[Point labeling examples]
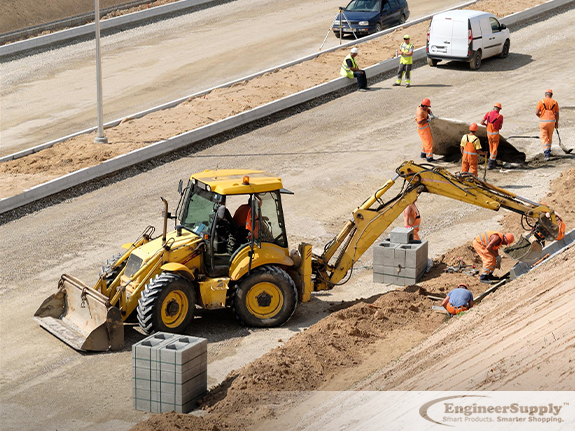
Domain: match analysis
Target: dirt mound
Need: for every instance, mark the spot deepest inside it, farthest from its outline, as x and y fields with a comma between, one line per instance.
x=306, y=362
x=561, y=199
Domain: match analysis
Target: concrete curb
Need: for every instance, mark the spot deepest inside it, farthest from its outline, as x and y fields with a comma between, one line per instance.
x=159, y=148
x=555, y=248
x=72, y=33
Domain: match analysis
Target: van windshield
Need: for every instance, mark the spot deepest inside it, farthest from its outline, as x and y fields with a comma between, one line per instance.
x=364, y=6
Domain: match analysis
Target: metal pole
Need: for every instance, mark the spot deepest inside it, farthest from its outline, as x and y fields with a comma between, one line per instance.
x=100, y=139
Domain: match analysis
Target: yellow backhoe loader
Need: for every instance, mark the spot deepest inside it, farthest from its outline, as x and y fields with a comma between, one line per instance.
x=213, y=260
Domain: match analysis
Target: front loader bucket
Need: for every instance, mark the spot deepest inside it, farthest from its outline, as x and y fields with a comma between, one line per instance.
x=81, y=317
x=526, y=250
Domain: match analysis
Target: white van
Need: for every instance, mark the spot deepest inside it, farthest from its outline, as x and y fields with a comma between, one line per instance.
x=466, y=35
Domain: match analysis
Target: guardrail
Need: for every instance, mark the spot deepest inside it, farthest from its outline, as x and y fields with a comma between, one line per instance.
x=163, y=147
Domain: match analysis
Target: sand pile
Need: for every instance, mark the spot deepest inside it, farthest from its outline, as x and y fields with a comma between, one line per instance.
x=306, y=362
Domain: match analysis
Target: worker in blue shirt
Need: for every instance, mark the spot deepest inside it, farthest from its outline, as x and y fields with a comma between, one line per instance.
x=458, y=300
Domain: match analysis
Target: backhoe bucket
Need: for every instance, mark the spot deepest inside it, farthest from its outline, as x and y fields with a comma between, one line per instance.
x=81, y=317
x=526, y=250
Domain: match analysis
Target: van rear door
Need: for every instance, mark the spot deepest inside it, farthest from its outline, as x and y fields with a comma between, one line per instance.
x=489, y=43
x=440, y=36
x=460, y=37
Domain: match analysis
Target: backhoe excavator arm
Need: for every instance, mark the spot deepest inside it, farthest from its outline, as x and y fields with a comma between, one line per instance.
x=370, y=221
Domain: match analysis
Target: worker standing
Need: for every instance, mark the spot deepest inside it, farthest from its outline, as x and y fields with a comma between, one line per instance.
x=470, y=149
x=487, y=245
x=412, y=219
x=458, y=300
x=494, y=122
x=423, y=115
x=548, y=112
x=350, y=69
x=405, y=62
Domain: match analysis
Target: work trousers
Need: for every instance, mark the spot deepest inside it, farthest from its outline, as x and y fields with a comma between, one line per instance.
x=361, y=79
x=426, y=140
x=489, y=260
x=469, y=164
x=404, y=68
x=493, y=138
x=546, y=128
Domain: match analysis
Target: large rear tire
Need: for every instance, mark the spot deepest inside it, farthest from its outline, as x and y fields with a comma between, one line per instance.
x=266, y=298
x=167, y=304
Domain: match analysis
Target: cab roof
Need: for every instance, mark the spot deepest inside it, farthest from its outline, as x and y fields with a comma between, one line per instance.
x=230, y=181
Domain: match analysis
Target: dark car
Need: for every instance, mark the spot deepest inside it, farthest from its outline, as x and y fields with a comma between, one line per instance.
x=370, y=16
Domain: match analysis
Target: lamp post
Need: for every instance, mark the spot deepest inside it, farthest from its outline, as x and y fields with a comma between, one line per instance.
x=100, y=139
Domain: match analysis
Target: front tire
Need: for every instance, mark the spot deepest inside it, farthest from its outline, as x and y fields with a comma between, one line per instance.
x=266, y=298
x=167, y=304
x=475, y=62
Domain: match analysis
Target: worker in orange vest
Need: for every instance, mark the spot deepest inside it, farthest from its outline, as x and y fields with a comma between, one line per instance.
x=423, y=115
x=487, y=245
x=470, y=148
x=494, y=122
x=548, y=112
x=412, y=218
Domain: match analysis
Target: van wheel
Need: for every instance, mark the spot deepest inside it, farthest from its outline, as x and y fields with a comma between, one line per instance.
x=505, y=51
x=475, y=62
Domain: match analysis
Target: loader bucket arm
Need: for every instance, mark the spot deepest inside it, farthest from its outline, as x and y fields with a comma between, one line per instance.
x=81, y=317
x=369, y=223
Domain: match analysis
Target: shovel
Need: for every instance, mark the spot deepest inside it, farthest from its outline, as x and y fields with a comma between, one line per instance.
x=563, y=147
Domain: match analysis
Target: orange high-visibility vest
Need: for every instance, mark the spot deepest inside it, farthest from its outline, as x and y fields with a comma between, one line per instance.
x=483, y=238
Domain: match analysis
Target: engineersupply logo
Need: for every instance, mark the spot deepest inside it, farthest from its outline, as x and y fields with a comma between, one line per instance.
x=466, y=409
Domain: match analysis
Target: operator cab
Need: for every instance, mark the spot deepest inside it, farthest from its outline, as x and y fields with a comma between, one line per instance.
x=231, y=210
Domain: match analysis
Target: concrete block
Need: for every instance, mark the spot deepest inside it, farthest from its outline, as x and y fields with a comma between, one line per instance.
x=401, y=235
x=415, y=254
x=383, y=252
x=184, y=350
x=142, y=405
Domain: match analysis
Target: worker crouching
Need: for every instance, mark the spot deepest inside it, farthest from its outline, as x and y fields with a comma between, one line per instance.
x=487, y=245
x=458, y=300
x=470, y=149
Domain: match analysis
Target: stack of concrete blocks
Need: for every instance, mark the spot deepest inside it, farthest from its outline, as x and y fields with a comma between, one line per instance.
x=169, y=372
x=398, y=259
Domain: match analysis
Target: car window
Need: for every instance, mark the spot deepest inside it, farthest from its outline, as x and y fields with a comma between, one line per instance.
x=494, y=25
x=364, y=6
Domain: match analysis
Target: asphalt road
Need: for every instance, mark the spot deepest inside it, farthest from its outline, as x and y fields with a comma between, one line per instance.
x=333, y=156
x=53, y=94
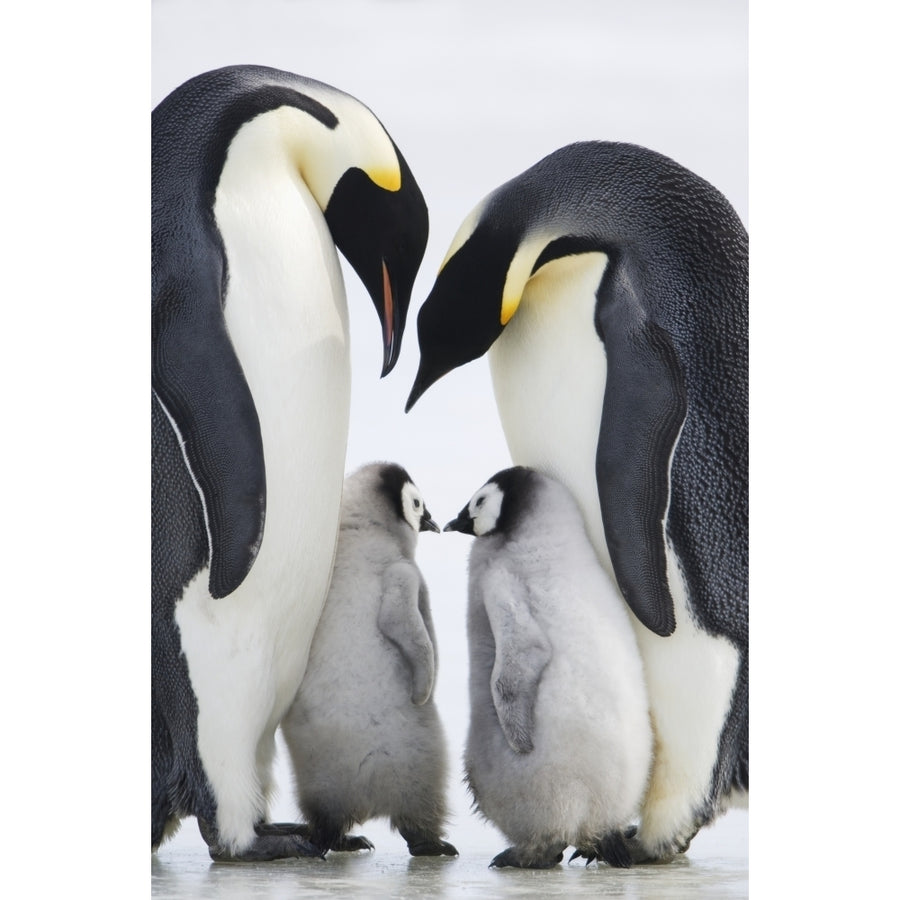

◆ PROBLEM TO WORK ON:
Filter the records above down to every line that contains the word "rear", and copy those lines in their original order.

◆ SOLVED PROBLEM:
Target: van rear door
Target: large rear tire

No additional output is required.